Every line that contains the word "label" should be copied from the records below.

RECORDS PROVIDED ::
==*==
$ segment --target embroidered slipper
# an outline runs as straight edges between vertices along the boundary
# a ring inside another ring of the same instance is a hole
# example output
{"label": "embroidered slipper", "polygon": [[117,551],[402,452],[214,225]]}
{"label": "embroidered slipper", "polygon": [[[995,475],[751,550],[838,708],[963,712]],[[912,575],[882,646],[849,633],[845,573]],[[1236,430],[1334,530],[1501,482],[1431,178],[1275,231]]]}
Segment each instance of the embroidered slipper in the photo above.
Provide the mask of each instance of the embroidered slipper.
==*==
EXPECTED ANSWER ::
{"label": "embroidered slipper", "polygon": [[117,551],[402,452],[214,225]]}
{"label": "embroidered slipper", "polygon": [[[995,475],[751,550],[838,708],[963,712]],[[912,575],[882,646],[849,633],[845,573]],[[1236,430],[1334,530],[1501,482],[1431,178],[1275,231]]]}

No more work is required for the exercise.